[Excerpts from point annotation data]
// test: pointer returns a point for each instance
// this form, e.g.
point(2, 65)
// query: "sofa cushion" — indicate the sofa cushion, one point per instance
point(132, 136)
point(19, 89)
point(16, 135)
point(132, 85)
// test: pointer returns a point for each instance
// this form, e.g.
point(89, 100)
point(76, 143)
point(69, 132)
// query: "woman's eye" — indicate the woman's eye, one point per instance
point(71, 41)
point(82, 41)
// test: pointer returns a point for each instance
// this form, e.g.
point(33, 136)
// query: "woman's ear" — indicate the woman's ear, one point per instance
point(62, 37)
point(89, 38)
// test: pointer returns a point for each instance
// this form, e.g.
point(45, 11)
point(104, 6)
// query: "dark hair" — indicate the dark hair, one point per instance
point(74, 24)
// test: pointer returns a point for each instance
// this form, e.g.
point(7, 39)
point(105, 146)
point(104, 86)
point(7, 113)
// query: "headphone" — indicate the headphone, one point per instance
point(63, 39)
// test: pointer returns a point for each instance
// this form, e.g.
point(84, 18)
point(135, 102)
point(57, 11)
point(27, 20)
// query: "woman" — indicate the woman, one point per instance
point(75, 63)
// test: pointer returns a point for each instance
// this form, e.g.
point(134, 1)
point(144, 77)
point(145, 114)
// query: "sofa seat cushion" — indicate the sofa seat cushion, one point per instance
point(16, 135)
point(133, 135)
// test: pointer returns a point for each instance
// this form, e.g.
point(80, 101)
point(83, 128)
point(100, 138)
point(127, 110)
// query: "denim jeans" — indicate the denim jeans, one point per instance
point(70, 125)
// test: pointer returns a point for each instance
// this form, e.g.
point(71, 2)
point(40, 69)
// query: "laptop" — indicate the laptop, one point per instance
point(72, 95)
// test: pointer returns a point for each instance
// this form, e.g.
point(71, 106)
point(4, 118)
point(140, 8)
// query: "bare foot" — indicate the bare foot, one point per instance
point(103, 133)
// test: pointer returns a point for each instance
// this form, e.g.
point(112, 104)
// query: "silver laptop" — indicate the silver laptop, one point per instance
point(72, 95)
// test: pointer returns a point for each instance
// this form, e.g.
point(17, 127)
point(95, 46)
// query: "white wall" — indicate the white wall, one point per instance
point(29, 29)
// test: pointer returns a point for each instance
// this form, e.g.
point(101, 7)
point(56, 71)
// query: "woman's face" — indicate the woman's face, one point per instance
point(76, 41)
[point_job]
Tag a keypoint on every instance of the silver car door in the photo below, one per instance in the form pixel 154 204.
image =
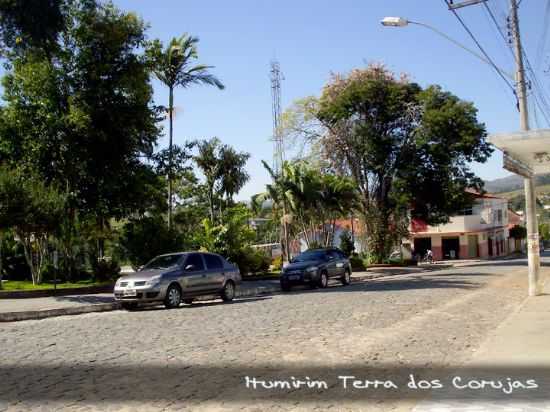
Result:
pixel 194 274
pixel 215 271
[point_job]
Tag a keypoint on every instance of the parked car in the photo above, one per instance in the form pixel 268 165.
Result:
pixel 179 277
pixel 315 267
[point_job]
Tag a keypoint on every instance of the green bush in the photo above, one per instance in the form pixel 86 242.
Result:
pixel 50 273
pixel 251 260
pixel 346 243
pixel 105 270
pixel 144 238
pixel 14 265
pixel 277 263
pixel 358 263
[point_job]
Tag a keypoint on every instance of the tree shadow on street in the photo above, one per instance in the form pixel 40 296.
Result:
pixel 382 285
pixel 90 299
pixel 200 303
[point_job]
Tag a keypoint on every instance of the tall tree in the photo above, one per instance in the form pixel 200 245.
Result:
pixel 83 116
pixel 407 149
pixel 176 66
pixel 315 199
pixel 34 211
pixel 224 171
pixel 31 23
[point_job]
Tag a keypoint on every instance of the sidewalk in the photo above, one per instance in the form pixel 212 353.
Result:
pixel 518 350
pixel 44 307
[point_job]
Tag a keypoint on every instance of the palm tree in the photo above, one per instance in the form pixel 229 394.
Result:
pixel 175 66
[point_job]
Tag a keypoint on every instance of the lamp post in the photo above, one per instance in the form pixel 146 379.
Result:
pixel 519 80
pixel 401 22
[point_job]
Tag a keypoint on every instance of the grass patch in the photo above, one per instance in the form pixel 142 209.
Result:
pixel 12 285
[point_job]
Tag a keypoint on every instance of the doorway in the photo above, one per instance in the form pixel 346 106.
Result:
pixel 451 247
pixel 421 246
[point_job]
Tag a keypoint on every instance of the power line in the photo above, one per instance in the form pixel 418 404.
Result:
pixel 542 43
pixel 480 47
pixel 540 101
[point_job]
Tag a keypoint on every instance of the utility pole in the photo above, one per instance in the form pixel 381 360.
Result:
pixel 533 253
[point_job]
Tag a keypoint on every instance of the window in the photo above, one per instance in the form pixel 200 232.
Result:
pixel 213 262
pixel 196 260
pixel 163 262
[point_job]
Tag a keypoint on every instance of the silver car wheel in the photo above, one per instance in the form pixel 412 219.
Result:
pixel 229 290
pixel 174 297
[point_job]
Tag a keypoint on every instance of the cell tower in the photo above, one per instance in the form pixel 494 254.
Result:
pixel 278 139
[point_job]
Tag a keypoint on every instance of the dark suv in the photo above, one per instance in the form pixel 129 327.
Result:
pixel 315 266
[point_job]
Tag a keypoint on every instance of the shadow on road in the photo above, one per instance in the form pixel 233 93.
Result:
pixel 385 285
pixel 201 303
pixel 85 299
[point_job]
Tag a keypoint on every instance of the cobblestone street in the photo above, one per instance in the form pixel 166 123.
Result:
pixel 190 358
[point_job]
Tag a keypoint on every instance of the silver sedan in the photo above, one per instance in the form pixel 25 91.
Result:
pixel 177 278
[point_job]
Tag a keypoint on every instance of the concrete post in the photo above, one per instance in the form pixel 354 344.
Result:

* TO DO *
Could you write out all these rows again, substituting "couch cushion" for "sofa cushion" and keeping everything else the same? Leave out the pictures.

* PROBLEM SOLUTION *
// test: pointer returns a point for each instance
// this form, e.g.
point(2, 65)
// query: "couch cushion" — indicate the couch cushion, one point per instance
point(132, 136)
point(19, 89)
point(16, 135)
point(132, 85)
// test: pointer returns a point for each instance
// this form, e.g.
point(89, 100)
point(76, 143)
point(69, 132)
// query: "woman's eye" — indicate the woman's eye, one point per instance
point(71, 41)
point(82, 41)
// test: pointer returns a point for each instance
// this form, e.g.
point(33, 136)
// query: "woman's ear" — indicate the woman's ear, one point per instance
point(62, 37)
point(89, 38)
// test: pointer returns a point for each instance
// this form, e.g.
point(45, 11)
point(104, 6)
// query: "dark hair" — indicate the dark hair, one point per instance
point(74, 24)
// test: pointer returns a point for each instance
// this form, e.g.
point(7, 39)
point(105, 146)
point(104, 86)
point(7, 113)
// query: "headphone" — indicate the headphone, one point per instance
point(63, 39)
// test: pointer returns a point for each instance
// this form, e.g.
point(84, 18)
point(135, 102)
point(57, 11)
point(27, 20)
// query: "woman" — indicate the woman, one point per instance
point(75, 63)
// test: pointer returns a point for each instance
// this form, e.g.
point(134, 1)
point(144, 77)
point(145, 114)
// query: "sofa seat cushion" — indicate the sofa seat cushion, one point per instance
point(16, 135)
point(133, 135)
// test: pointer returns a point for each instance
// this form, e.g.
point(80, 101)
point(83, 128)
point(100, 138)
point(127, 110)
// query: "denim jeans" — indicate the denim jeans, one point per instance
point(70, 125)
// test: pointer returns a point for each instance
// this form, e.g.
point(71, 2)
point(40, 69)
// query: "laptop" — indicate the laptop, one point per instance
point(72, 95)
// test: pointer returns a point for each instance
// this form, e.g.
point(71, 106)
point(4, 118)
point(140, 8)
// query: "bare foot" — indicate the bare foot, one point per instance
point(103, 133)
// test: pointer returns a point for each instance
// this form, e.g.
point(112, 104)
// query: "silver laptop" — indicate the silver laptop, one point per instance
point(72, 95)
// test: pointer returns a point for each instance
// this form, e.g.
point(17, 127)
point(95, 46)
// query: "white wall" — indicate the white wall, one point per instance
point(29, 29)
// test: pointer returns a point for each instance
// this form, e.g.
point(101, 7)
point(56, 71)
// query: "woman's face" — indicate the woman's face, one point per instance
point(76, 41)
[point_job]
Tag a keypoint on every instance of the silver car door in the photo below, one per instance in the form pixel 154 204.
image =
Result:
pixel 194 274
pixel 215 271
[point_job]
Tag a keypoint on every instance of the parked car in the photo above, one per instance in the form pixel 268 165.
Result:
pixel 179 277
pixel 315 267
[point_job]
Tag a keypoint on every instance of the green bush in the photo above, one per instance in the form pixel 86 242.
Result:
pixel 50 273
pixel 251 260
pixel 346 243
pixel 105 270
pixel 144 238
pixel 14 265
pixel 277 263
pixel 358 263
[point_job]
Tag a keypoint on every instance of the tree shadow on street in the photo above, one per instance in the form pixel 40 296.
Result:
pixel 382 285
pixel 90 299
pixel 200 303
[point_job]
Tag a keypoint on every instance of the tall tree in the photo above, one per instance in the form pixel 200 245.
Result:
pixel 83 116
pixel 407 149
pixel 176 66
pixel 315 199
pixel 34 211
pixel 224 171
pixel 31 23
[point_job]
Tag a keypoint on every instance of the sidewalk in the photo above, one per instance in the form pixel 212 353.
Result:
pixel 518 350
pixel 44 307
[point_job]
Tag a keypoint on every instance of the palm tree in the photo above, one per instance in the form pixel 229 394.
Result:
pixel 175 66
[point_job]
Tag a keypoint on every instance of the lamp post in the photo above, one per instance in the form pixel 146 379.
Result:
pixel 519 80
pixel 401 22
[point_job]
Tag a keypoint on every instance of the grass patch in the photo above, one per instance in the form pixel 142 209.
Result:
pixel 12 285
[point_job]
Tag a keypoint on every instance of the doorway in the photo above, one per instance in the form pixel 346 106.
Result:
pixel 451 247
pixel 421 246
[point_job]
Tag a keypoint on every instance of the power line in the photo above, one per instance in the form pixel 418 404.
Result:
pixel 542 43
pixel 480 47
pixel 540 101
[point_job]
Tag a keypoint on every instance of the utility pole in the photo above, one per instance in the form pixel 381 360.
Result:
pixel 533 253
[point_job]
Tag a keypoint on every instance of the window in the photo above, one per instance in the form pixel 200 232.
Result:
pixel 213 262
pixel 196 260
pixel 163 262
[point_job]
Tag a keypoint on every instance of the silver car wheel in the photo above, one per instance in the form pixel 412 219.
Result:
pixel 229 290
pixel 174 297
[point_job]
Tag a keypoint on every instance of the cell tower in the photo above, one per instance in the form pixel 494 254.
Result:
pixel 278 139
[point_job]
Tag a keypoint on every instance of the dark suv in the photo above, one per instance in the form pixel 129 327.
Result:
pixel 315 266
[point_job]
Tag a keypoint on every instance of the shadow on road in the photo above, one per instance in the form pixel 233 93.
Result:
pixel 385 285
pixel 201 303
pixel 85 299
[point_job]
Tag a keypoint on every instance of the cobblestone street in the photo above, one per instance in the form pixel 166 123.
Result:
pixel 190 358
[point_job]
Tag a keypoint on every instance of the silver sedan in the photo above, one per instance in the form pixel 25 91.
Result:
pixel 177 278
[point_job]
Tag a keypoint on every instance of the concrete post in the photo above, one per instance in the form pixel 354 344.
Result:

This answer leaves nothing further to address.